(EXERCISE MATERIAL)
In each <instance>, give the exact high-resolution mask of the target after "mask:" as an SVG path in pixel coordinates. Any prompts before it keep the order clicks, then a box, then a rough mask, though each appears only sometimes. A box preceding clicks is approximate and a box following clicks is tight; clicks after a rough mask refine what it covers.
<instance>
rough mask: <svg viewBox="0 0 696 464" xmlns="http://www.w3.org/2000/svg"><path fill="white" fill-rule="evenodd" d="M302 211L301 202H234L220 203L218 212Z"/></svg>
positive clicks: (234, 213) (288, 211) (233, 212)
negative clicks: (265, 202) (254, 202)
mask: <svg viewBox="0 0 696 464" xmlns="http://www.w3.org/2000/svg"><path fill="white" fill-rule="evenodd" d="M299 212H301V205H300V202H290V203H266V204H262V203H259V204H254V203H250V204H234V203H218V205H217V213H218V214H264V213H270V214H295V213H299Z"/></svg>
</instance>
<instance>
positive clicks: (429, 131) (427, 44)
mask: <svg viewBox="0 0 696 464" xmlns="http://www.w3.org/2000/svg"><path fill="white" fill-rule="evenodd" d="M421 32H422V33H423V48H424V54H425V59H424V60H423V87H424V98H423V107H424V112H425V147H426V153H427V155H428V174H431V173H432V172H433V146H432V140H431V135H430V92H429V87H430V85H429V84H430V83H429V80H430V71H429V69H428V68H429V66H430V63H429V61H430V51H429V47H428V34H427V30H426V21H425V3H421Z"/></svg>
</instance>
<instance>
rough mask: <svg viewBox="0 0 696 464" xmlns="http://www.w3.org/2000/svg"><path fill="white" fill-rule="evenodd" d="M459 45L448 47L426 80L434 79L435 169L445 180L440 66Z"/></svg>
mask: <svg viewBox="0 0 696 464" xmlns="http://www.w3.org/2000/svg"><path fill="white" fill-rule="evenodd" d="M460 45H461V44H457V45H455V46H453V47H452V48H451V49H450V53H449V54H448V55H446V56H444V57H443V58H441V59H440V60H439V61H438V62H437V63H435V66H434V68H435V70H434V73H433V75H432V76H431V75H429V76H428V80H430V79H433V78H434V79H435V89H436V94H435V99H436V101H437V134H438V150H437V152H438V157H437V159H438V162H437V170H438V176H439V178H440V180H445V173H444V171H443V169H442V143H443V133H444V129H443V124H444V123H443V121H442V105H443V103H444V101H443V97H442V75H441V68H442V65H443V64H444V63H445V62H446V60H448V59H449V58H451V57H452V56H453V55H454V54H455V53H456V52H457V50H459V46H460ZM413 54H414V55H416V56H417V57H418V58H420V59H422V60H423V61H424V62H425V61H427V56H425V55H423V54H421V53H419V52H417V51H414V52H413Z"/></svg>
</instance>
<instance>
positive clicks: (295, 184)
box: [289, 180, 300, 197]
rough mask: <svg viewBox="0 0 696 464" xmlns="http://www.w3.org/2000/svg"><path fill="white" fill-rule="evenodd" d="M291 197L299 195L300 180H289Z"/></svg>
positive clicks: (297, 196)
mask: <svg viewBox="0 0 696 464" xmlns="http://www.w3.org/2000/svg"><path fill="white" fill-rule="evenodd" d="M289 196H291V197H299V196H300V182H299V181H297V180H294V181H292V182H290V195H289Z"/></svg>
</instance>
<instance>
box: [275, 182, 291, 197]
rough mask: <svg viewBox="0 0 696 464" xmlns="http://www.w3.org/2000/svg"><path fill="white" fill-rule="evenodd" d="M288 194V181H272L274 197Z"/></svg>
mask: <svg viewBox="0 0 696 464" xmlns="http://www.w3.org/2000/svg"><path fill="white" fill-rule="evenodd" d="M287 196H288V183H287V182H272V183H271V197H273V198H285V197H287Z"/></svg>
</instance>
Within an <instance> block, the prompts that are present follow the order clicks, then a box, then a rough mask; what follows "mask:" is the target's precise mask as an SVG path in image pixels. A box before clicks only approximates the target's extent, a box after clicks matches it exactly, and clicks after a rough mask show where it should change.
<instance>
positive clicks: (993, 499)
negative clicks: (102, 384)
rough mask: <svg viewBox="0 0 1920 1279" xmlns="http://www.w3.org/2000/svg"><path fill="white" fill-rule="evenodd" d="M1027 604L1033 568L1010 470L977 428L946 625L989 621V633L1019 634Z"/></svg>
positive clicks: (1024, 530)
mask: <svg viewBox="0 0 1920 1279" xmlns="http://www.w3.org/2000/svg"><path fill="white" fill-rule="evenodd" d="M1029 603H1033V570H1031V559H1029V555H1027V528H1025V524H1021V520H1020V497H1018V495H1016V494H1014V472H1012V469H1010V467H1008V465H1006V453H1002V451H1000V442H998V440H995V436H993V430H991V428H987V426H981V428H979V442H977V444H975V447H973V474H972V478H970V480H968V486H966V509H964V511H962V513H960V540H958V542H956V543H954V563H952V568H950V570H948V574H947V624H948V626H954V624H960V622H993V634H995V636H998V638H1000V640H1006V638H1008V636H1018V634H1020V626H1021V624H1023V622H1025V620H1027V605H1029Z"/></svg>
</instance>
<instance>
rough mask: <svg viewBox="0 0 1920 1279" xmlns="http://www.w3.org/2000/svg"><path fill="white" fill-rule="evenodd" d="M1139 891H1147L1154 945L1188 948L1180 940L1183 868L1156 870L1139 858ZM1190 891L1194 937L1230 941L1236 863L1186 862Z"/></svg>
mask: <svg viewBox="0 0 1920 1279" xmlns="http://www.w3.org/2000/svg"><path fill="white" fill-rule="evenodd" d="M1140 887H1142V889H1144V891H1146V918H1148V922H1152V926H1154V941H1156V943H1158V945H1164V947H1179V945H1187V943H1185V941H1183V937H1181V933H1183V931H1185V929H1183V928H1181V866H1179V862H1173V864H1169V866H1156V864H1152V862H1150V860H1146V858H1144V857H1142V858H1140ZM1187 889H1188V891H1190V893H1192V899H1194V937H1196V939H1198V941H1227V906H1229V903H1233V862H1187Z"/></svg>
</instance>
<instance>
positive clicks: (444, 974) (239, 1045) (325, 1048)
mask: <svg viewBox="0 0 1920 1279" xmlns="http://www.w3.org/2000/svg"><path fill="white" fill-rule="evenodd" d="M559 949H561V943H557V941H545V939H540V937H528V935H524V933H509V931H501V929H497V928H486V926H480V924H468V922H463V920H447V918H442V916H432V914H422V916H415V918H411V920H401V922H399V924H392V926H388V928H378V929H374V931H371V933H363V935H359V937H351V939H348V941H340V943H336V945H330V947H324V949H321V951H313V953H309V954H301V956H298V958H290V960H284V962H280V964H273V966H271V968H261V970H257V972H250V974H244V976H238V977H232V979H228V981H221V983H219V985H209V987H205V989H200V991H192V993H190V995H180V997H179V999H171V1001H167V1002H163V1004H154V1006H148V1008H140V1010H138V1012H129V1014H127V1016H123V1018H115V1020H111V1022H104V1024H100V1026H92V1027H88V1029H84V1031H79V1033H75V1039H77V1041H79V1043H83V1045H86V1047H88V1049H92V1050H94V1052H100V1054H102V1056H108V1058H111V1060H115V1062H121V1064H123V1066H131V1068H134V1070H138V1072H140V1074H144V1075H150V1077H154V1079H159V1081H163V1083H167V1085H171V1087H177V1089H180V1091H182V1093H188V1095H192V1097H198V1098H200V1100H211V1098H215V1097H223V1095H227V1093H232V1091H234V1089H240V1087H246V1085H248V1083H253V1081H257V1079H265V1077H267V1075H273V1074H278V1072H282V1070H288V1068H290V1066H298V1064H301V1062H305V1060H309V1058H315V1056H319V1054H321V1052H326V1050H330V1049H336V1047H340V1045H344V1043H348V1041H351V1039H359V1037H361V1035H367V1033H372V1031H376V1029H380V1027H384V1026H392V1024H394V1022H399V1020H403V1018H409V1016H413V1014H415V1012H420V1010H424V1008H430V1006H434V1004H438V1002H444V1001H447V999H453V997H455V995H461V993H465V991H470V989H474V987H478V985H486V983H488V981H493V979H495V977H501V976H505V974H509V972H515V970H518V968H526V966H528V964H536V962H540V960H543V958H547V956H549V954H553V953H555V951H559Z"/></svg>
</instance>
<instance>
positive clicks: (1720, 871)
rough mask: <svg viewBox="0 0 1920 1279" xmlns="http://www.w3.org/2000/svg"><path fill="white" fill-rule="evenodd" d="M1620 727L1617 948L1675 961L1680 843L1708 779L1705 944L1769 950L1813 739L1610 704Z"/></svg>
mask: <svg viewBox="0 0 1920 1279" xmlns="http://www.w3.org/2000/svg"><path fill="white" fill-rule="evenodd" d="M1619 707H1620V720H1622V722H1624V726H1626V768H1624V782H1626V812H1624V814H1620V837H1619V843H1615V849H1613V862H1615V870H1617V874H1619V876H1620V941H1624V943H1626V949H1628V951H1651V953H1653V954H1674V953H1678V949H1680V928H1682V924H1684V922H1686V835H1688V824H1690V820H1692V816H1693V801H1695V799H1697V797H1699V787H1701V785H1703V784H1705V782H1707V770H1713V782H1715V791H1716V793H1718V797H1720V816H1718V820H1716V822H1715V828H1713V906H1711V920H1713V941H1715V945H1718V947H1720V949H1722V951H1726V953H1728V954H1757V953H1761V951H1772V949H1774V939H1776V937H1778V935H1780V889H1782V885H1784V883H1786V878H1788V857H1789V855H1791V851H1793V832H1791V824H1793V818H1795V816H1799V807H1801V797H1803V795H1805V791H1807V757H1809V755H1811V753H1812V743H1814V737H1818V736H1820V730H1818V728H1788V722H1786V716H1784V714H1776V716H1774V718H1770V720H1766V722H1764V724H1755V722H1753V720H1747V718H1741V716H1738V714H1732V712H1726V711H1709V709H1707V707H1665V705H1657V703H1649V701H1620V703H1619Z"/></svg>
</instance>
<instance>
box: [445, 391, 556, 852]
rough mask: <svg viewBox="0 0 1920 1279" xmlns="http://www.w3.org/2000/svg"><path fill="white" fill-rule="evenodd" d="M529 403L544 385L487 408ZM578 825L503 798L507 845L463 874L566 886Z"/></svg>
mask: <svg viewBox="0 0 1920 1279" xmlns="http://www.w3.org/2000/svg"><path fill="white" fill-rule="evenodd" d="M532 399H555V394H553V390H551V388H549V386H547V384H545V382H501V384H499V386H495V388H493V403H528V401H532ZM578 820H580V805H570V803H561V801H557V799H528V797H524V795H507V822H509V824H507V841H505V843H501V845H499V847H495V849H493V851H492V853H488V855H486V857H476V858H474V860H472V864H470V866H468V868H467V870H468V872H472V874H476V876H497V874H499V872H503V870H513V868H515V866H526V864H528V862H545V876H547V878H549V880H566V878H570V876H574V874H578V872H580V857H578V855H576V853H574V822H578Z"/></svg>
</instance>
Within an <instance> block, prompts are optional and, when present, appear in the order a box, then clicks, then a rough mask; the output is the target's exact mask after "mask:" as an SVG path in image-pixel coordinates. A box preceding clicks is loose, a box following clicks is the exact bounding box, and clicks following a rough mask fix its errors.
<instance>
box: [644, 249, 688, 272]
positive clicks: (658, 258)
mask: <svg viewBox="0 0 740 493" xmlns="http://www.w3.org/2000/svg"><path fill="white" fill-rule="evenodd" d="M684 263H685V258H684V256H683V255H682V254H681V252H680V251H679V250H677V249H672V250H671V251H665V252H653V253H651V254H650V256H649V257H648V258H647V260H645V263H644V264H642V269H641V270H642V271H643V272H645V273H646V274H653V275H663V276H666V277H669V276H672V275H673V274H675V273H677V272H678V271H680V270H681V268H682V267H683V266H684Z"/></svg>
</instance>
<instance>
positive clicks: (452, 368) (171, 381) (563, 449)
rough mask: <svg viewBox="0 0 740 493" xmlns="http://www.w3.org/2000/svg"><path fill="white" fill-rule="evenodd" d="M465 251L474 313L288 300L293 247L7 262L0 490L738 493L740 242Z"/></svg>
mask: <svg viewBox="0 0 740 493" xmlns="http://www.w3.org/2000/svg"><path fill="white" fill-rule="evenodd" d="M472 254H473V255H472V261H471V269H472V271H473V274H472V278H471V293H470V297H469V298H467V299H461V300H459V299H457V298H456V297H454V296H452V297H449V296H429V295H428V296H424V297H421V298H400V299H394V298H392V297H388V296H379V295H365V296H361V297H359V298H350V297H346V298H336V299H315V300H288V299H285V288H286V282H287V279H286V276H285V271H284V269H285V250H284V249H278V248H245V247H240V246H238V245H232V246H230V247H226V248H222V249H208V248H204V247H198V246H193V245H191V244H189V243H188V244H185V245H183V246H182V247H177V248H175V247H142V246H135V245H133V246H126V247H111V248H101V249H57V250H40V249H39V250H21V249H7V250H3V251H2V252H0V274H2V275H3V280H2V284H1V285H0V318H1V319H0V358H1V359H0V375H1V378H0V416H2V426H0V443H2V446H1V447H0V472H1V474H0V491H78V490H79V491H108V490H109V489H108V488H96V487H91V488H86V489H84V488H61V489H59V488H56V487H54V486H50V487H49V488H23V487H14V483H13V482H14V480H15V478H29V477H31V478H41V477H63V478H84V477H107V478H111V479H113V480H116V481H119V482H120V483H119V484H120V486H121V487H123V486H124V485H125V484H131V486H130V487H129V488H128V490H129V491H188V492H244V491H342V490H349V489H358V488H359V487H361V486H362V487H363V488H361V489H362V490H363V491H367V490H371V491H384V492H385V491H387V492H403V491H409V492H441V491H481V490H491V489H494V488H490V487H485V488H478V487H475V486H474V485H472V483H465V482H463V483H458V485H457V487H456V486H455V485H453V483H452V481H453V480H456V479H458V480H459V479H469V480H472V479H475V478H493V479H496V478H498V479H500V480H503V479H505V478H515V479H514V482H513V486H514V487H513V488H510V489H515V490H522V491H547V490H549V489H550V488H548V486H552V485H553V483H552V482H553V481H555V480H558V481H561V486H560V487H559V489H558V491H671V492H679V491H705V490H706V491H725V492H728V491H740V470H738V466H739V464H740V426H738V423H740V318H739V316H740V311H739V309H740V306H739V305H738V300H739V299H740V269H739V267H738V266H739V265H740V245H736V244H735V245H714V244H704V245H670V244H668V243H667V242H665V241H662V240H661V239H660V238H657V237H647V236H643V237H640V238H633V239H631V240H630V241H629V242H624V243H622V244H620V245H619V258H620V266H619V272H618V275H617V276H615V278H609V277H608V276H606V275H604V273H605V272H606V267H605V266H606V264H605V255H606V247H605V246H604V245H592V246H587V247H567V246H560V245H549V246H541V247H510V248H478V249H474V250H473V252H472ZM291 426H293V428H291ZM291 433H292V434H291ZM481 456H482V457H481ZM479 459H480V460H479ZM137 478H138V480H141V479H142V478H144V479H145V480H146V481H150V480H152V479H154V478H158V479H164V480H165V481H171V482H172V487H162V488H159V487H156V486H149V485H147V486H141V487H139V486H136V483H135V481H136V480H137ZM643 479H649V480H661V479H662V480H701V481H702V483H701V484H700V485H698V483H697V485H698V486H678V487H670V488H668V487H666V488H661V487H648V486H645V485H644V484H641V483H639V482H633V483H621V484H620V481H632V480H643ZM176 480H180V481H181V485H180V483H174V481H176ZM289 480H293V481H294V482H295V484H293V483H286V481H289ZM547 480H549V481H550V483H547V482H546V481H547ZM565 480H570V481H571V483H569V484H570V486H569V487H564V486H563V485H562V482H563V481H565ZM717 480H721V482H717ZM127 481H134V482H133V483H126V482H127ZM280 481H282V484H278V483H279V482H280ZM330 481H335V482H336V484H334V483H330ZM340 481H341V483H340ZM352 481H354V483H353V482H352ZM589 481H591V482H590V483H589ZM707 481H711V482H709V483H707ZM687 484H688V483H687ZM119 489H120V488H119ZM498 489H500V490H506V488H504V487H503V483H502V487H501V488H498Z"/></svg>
(End EXERCISE MATERIAL)
→ AIM OF THE TASK: Each line above that has the word "only" must be copied.

→ EXPECTED ANSWER:
In each <instance>, give the exact high-resolution mask of the target after "mask:" as an SVG path in pixel coordinates. Any prompts before it keep the order clicks, then a box, then a rough mask, though each appears only sometimes. A box preceding clicks is approximate and a box following clicks is tight; clicks after a rough mask refine what it covers.
Within an <instance> block, the prompts that are present follow the order clicks, then a box, then a rough mask; what follows "mask:" is the target's precise mask as an SVG path in image pixels. A box before clicks only approximates the target's extent, a box after clicks matches it exactly, and clicks after a rough mask show where it should change.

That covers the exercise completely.